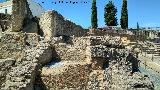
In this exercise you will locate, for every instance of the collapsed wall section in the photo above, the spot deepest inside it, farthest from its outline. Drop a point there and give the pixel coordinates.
(53, 24)
(20, 12)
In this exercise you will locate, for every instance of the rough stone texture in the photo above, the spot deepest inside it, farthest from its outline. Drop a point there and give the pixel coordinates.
(11, 45)
(20, 12)
(74, 77)
(5, 66)
(53, 24)
(22, 75)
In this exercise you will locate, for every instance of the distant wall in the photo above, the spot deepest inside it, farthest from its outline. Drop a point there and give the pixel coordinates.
(53, 24)
(20, 11)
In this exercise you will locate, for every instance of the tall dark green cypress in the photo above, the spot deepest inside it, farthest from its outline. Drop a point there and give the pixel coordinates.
(124, 15)
(137, 26)
(94, 15)
(110, 13)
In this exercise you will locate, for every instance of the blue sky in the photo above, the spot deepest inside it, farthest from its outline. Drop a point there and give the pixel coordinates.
(146, 12)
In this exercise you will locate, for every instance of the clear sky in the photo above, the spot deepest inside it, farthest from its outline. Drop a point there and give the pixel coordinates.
(146, 12)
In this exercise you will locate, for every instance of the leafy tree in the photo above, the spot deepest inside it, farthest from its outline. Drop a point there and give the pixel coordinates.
(124, 15)
(94, 15)
(110, 13)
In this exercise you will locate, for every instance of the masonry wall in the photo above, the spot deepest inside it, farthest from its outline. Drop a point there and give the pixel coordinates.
(53, 24)
(20, 11)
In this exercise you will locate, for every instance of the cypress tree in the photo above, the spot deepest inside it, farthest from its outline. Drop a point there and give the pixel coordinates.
(137, 26)
(94, 15)
(110, 13)
(124, 15)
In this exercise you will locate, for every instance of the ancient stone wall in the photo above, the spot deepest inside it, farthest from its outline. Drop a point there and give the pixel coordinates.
(5, 21)
(53, 24)
(22, 74)
(20, 12)
(74, 77)
(11, 45)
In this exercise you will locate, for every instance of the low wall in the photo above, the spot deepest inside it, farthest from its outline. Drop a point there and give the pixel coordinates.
(53, 24)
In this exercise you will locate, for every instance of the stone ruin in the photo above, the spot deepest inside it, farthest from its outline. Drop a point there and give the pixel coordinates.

### [SHORT TASK]
Please reproduce all of the material above word for word, leaving out the pictures.

### [RESPONSE TO THIS EXERCISE]
In this exercise you will locate, for every instance of the collapsed wall section in the photo above, the spot deepest inside it, farthest from its outline. Drop a point there and give the pixel coordinates.
(53, 24)
(20, 12)
In this exercise you will locate, for every instance of the rough stone texture in the photo above, the spot deepest inside it, farthest from its outline. Drop a point there and give the pixel coordinates.
(11, 45)
(20, 12)
(74, 77)
(5, 66)
(53, 24)
(22, 75)
In this exercise you will locate, for every instance of the distant wall in the photo above, the spot deepest inside it, farthest from its outline. Drop a point there and give the pixel coordinates.
(53, 24)
(20, 11)
In this exercise you will locate, for every instance of the tall dark green cypress in the photo above, the spot deepest inside it, farthest from its outline. Drop a point there and give the pixel coordinates.
(124, 15)
(137, 26)
(94, 15)
(110, 13)
In this exercise you will locate, for every instance of the blue sky in the photo above, the spot deepest inside it, farthest from its outline. Drop a point there and give the pixel coordinates.
(146, 12)
In this exercise you will locate, for every instance of the clear sky in the photo above, the spot deepest inside it, farthest from its outline. Drop a point there and give the pixel coordinates.
(146, 12)
In this exercise you will locate, for every instance of the leafy tree in the photo above, the spot deepest inside it, farthest from its outline. Drop a point there and give the pixel coordinates.
(124, 15)
(94, 15)
(110, 13)
In this exercise you will locate, for every instance of the masonry wall in the photo above, the spot deepest inside it, farthest from its outline. Drop a point there and give the pixel coordinates.
(53, 24)
(20, 11)
In this exercise you will locate, for every instance of the cypress tree in the photo above, the spot deepest inside it, farthest from its outline. Drop a point there and give the pixel coordinates.
(137, 26)
(94, 15)
(110, 13)
(124, 15)
In this exercise you will locate, for every instance of the ancient stone wall in the photo above, the spot deepest inside it, farthest from its outline. Drop a point there and give the pixel coordinates.
(5, 21)
(53, 24)
(22, 74)
(20, 12)
(74, 77)
(11, 45)
In this exercise you will locate, for every instance of the low wall in the photo above, the spot deepest inside it, farthest from its outline. Drop a point there and give the pixel coordinates.
(53, 24)
In this exercise you will locate, for every instance of the stone ruin in the photo above, the spot deepest inside it, farthest from its outline. Drop a point there and give the pixel coordinates.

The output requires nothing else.